:: Supplied passage ::
»»
ROCm / rocprofiler-compute

Advanced Profiling and Analytics for AMD Hardware
https://rocm.docs.amd.com/projects/omniperf/en/latest/
MIT License
135 stars 49 forks source link

Peak ALU line does not extend to end of chart (web GUI) #345

Open benrichard-amd opened 6 months ago

benrichard-amd commented 6 months ago

Describe the bug

When profiling a workload with very high arithmetic intensity, the peak ALU line stops in the middle of the chart while the data points appear further right.

To Reproduce

Profile workload with very high arithmetic intensity (example program below)

Analyze in web GUI

Expected behavior The peak ALU rooflines extend to the end of the chart (or at least appears above the data points)

Screenshots

off_the_charts

Additional context

#include <hip/hip_runtime.h>

__global__ void busy_kernel(float *in, float *out, float x, int size) {
  int tid = blockIdx.x * blockDim.x + threadIdx.x;

  if (tid < size) {
    float value = in[tid];

    float v0 = value;
    float v1 = v0 * v0 + 1.0f;
    for(int i = 0; i < 10000; i++) {

        for(int j = 0; j < 32; j++) {
            v0 = v0 * v0 + x;
            v1 = v1 * v1 + x;
        }
    }

    out[tid] = v0 + v1;
  }
}

int main() {
  int size = 1024 * 1024;
  int *in, *out;
  hipMalloc(&in, size * sizeof(float));
  hipMalloc(&out, size * sizeof(float));

  int blockSize = 64;
  int gridSize = (size + blockSize - 1) / blockSize;

  hipLaunchKernelGGL(busy_kernel, dim3(gridSize), dim3(blockSize), 0, 0, (float*)in, (float*)out, 1.0f, size);

  hipDeviceSynchronize();

  hipFree(in);
  hipFree(out);

  return 0;
}
««
:: Exercise a ::
Rewrite the rows below with "horse herd" replaced by "sheep flock", keeping everything else unchanged, and leave the picture out of your answer.

:: Records provided ::
»»
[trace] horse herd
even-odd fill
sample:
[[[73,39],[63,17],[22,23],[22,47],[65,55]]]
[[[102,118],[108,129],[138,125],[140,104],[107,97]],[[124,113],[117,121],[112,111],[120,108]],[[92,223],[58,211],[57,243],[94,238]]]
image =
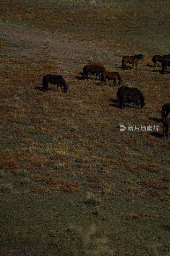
««
:: Exercise b ::
In the bug report about the peak ALU line, what block size does the example program use?

:: Worked answer a ::
[trace] sheep flock
even-odd fill
sample:
[[[73,39],[63,17],[22,23],[22,47],[65,55]]]
[[[102,118],[108,129],[138,125],[140,104],[107,97]],[[124,113],[117,121],[112,111],[120,108]],[[92,223],[58,211],[57,243],[94,238]]]
image =

:: Worked answer b ::
64